Task directions » Edit the rows below, changing every "innermost" to "central" and leaving everything else untouched.

Material provided »

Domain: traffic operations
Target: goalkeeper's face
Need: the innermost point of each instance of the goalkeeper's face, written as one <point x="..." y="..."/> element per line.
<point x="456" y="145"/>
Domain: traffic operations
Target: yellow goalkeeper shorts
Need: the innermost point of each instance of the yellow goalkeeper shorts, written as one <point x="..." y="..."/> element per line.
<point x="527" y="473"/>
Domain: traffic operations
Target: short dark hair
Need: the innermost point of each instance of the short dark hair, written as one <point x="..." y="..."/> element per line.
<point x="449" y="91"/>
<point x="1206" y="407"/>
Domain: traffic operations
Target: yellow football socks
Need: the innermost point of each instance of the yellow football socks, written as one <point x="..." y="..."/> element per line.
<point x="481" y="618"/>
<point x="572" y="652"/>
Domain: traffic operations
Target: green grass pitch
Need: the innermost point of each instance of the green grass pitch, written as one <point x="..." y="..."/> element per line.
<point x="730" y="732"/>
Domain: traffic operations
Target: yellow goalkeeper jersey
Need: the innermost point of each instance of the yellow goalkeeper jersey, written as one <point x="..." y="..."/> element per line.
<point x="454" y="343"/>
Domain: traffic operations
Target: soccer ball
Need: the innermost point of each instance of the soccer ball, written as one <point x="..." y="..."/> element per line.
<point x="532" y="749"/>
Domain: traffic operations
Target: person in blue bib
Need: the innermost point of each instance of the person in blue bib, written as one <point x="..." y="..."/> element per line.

Result of the exercise »
Domain: traffic operations
Target: goalkeeper's face
Need: the central point of each instance of the goalkeeper's face, written as one <point x="..." y="..."/> element per line.
<point x="456" y="145"/>
Domain: traffic operations
Target: yellow goalkeeper shorts
Need: the central point of each instance of the yellow goalkeeper shorts, written as one <point x="..." y="..."/> element per line.
<point x="527" y="473"/>
Domain: traffic operations
Target: short dark hair
Need: the central point of each instance of the short dark hair, written as one <point x="..." y="..."/> element per line.
<point x="449" y="91"/>
<point x="1206" y="407"/>
Domain: traffic operations
Target: yellow football socks
Need: the central point of each instance of the yellow football socks, written as one <point x="..." y="..."/> element per line.
<point x="481" y="618"/>
<point x="572" y="652"/>
Domain: traffic operations
Target: green grass pitch
Need: the central point of each instance of the green grass pitch, written as one <point x="..." y="..."/> element per line.
<point x="730" y="732"/>
Domain: traffic operations
Target: yellow goalkeeper jersey
Need: the central point of each instance of the yellow goalkeeper jersey, written as one <point x="..." y="..."/> element per line.
<point x="454" y="343"/>
Domain: traffic operations
Target: soccer ball
Need: the central point of each instance of the soccer ball, written as one <point x="..." y="..."/> element per line.
<point x="532" y="749"/>
Domain: traffic operations
Target: person in blue bib
Need: the central point of each instance of the person in blue bib, written as one <point x="..." y="..."/> element per line.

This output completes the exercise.